• _AIM OF THE TASK_:
Pull out every line of the items below that contains the word "sock" and copy each such line.

• _RECORDS FOR PROCESSING_:
··········

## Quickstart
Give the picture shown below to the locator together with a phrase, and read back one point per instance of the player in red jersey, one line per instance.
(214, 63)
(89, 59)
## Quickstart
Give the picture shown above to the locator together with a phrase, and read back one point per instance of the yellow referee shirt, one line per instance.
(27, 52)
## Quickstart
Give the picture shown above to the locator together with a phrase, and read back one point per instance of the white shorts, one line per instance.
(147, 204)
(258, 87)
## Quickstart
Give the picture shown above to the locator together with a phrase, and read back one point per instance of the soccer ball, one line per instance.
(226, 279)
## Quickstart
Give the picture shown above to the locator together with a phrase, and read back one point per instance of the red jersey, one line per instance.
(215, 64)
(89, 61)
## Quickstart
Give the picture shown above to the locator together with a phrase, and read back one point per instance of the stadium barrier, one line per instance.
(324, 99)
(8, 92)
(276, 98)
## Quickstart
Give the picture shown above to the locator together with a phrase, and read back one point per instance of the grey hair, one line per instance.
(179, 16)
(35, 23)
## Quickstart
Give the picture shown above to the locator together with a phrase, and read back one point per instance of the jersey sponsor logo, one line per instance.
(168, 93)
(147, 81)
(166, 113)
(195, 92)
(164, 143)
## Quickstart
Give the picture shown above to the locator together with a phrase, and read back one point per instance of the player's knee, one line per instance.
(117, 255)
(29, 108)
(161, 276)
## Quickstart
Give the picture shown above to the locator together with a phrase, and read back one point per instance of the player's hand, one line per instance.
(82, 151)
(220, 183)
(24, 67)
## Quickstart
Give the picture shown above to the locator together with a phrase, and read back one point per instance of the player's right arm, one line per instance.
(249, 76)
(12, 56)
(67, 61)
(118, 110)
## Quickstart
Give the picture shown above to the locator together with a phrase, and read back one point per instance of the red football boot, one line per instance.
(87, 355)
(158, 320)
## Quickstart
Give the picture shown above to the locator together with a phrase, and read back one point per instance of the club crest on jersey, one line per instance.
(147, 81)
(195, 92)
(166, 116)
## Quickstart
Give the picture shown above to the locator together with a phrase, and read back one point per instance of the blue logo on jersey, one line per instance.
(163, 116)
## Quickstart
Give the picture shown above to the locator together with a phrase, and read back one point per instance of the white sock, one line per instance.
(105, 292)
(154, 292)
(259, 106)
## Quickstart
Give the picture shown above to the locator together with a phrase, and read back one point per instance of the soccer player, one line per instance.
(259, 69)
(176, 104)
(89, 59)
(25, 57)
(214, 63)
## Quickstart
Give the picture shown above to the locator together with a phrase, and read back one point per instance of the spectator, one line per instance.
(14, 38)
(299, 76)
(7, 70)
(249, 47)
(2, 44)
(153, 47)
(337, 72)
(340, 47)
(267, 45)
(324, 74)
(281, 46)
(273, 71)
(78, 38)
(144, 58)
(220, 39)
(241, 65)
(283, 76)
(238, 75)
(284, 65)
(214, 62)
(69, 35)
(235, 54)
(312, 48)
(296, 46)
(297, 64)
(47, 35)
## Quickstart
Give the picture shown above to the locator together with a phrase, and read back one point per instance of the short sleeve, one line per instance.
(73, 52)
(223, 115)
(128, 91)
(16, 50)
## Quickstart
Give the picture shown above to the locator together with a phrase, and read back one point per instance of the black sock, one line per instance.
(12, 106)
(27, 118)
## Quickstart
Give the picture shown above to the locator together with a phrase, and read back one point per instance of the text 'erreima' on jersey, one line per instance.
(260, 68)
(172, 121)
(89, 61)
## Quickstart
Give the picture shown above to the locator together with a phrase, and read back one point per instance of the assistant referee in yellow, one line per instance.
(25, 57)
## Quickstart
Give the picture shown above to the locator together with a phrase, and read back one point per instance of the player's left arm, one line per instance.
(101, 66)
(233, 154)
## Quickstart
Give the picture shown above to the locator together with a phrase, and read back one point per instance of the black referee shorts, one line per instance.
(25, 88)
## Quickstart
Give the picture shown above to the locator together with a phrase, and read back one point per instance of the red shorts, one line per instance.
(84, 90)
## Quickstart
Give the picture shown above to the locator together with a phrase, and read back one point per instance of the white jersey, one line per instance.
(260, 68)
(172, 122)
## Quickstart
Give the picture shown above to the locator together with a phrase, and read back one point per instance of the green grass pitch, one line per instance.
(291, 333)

··········

• _EXERCISE OUTPUT_:
Give the picture shown above to the locator together with a phrase, and read back one point per instance of the white sock, one line per instance.
Give the picture shown above to the locator together with a phrase, and read back one point per instance of the black sock, one line per instance.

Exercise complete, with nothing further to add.